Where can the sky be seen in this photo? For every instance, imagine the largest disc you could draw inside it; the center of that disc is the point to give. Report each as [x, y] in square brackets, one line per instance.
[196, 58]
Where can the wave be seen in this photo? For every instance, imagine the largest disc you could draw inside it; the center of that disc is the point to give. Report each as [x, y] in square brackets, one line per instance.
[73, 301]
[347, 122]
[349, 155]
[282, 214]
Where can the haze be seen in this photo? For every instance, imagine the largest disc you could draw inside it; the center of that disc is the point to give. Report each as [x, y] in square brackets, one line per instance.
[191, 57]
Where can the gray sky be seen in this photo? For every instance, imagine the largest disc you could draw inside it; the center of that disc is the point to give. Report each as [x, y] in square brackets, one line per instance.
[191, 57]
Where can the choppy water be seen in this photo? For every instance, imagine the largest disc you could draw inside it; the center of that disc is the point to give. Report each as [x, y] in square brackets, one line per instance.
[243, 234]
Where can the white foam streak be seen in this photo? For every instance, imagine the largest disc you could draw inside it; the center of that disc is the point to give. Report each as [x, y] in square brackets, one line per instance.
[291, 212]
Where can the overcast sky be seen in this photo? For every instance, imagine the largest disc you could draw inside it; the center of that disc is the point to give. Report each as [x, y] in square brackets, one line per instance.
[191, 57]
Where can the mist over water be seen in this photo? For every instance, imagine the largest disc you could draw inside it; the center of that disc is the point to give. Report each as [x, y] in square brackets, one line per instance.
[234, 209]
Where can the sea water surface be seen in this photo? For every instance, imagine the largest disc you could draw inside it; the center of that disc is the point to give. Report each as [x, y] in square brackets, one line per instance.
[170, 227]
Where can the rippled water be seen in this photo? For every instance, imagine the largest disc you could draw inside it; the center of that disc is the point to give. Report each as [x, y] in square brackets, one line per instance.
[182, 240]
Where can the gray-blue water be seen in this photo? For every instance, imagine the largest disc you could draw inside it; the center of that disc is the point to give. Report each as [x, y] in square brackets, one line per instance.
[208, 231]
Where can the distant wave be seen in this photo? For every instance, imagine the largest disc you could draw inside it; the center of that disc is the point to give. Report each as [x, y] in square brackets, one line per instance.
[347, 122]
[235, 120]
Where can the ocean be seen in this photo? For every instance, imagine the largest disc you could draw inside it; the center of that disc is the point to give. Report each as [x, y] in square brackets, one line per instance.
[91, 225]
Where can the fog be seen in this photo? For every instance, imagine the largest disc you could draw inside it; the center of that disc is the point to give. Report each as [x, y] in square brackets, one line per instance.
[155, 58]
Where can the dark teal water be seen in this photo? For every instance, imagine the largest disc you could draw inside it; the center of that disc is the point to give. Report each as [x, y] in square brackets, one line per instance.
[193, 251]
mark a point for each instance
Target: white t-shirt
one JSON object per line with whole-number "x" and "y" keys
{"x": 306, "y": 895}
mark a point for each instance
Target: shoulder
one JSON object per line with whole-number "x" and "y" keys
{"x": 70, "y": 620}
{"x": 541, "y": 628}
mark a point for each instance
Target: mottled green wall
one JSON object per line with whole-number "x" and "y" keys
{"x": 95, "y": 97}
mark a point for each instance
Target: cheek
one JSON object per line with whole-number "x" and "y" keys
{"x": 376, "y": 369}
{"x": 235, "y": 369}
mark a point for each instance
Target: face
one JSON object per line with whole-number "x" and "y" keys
........
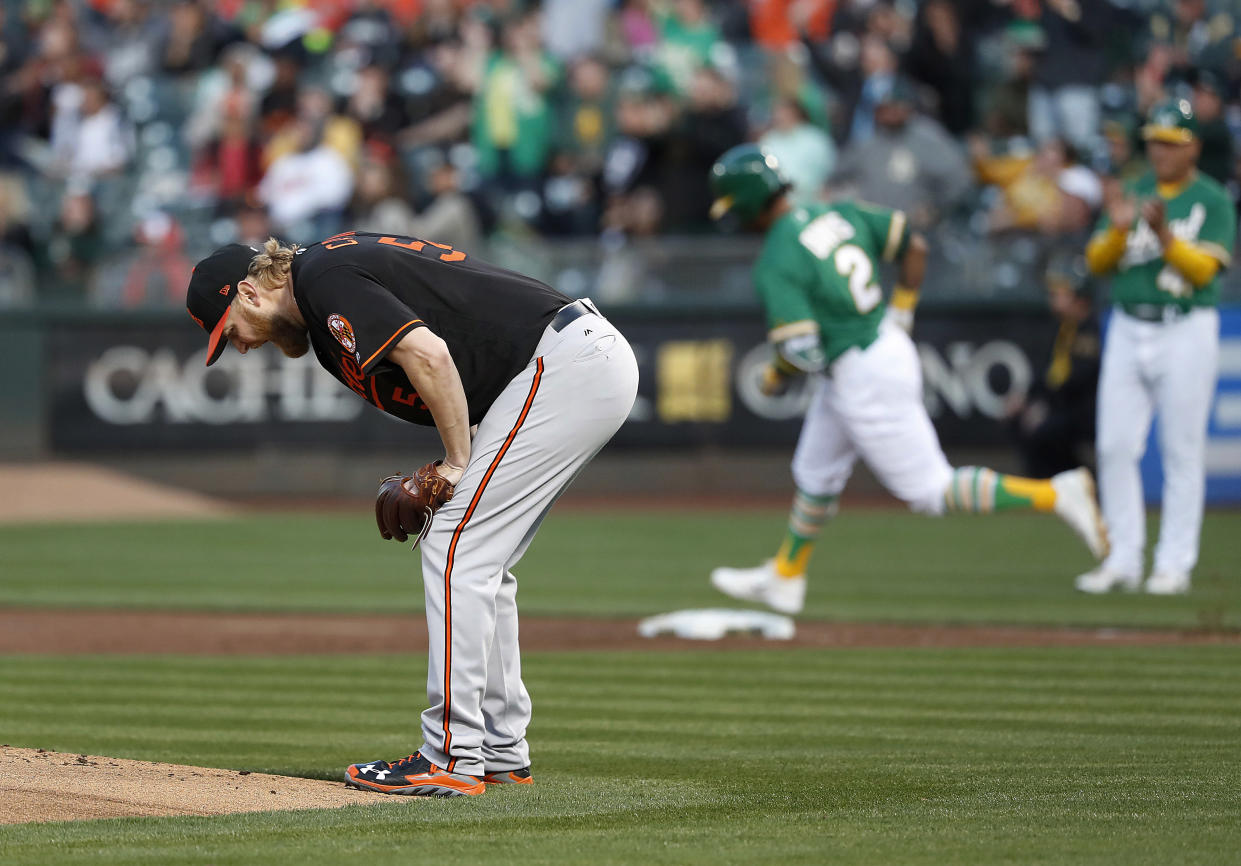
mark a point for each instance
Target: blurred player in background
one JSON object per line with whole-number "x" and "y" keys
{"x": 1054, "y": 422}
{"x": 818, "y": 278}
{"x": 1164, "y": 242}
........
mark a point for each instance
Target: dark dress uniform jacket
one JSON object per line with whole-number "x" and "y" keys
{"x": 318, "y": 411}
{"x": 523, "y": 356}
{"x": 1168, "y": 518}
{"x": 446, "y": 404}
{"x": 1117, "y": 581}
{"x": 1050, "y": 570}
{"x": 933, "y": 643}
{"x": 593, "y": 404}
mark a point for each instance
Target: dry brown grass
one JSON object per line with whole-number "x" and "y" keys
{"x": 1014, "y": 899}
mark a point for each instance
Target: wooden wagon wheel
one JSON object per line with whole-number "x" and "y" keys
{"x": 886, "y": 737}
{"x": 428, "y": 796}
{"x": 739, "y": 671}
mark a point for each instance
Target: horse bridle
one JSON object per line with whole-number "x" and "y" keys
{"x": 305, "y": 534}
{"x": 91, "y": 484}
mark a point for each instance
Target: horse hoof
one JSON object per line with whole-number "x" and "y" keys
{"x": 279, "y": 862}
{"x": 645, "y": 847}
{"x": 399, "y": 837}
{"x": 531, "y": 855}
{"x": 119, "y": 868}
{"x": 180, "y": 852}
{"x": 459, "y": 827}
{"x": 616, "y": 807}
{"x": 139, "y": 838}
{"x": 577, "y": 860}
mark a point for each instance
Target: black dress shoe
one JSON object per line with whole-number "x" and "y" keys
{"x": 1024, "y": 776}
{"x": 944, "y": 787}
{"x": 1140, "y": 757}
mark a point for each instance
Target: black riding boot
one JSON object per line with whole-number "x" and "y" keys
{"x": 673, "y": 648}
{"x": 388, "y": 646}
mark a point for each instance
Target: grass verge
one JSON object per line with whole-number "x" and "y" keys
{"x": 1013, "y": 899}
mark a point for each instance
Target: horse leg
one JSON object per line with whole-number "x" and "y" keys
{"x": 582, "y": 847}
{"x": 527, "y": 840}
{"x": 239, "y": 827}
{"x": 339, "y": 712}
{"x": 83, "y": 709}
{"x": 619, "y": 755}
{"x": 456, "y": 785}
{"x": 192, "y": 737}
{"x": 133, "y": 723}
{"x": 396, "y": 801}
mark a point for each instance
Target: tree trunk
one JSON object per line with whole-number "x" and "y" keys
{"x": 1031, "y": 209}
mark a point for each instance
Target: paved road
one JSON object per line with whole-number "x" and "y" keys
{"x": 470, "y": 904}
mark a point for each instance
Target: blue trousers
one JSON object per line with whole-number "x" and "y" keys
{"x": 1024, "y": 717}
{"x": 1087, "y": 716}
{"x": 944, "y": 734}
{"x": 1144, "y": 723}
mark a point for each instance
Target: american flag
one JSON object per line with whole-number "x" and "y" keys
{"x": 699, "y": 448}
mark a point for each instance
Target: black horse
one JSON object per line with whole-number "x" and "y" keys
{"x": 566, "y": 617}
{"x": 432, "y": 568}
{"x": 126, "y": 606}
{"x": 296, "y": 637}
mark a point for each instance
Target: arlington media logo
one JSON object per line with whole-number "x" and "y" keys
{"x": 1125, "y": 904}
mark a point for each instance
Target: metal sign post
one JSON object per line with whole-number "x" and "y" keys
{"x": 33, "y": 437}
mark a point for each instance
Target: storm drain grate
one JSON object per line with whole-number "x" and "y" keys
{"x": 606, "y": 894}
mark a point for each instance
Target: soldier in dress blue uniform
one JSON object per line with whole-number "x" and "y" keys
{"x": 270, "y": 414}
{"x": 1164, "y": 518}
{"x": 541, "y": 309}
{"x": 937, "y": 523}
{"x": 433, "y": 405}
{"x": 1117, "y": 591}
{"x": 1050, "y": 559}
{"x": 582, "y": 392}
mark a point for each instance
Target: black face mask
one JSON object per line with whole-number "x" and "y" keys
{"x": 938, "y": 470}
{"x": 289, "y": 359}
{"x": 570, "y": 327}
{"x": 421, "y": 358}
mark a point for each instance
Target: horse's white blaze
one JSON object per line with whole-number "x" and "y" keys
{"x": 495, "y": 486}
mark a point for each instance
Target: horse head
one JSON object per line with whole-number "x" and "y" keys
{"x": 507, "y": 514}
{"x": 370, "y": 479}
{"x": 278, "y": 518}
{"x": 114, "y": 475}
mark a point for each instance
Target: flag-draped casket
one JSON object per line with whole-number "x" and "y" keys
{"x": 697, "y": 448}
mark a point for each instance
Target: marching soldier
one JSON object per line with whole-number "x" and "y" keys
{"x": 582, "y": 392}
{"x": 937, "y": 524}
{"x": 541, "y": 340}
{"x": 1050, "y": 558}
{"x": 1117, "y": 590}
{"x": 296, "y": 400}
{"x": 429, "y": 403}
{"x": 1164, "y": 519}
........
_EXERCISE_
Count the lines in the listing above that contain the string "grass", treating uppercase and lowercase letters as different. Give only the number.

_EXERCISE RESPONSE_
2